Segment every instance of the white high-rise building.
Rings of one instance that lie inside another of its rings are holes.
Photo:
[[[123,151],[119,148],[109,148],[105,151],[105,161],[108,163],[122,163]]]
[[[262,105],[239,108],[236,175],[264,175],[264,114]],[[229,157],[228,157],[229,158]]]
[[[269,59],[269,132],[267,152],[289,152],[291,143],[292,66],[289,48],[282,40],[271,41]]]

#### What you should do
Recreate the full listing above precisely.

#### Solved exercise
Segment every instance of the white high-rise building.
Rings of one instance that lie inside another of its rings are holes.
Photo:
[[[123,151],[119,148],[109,148],[105,151],[105,161],[108,163],[122,163]]]
[[[262,105],[239,108],[236,175],[264,175],[264,114]],[[229,157],[228,157],[229,158]]]
[[[269,59],[269,132],[267,152],[289,152],[291,143],[292,66],[289,48],[282,40],[271,41]]]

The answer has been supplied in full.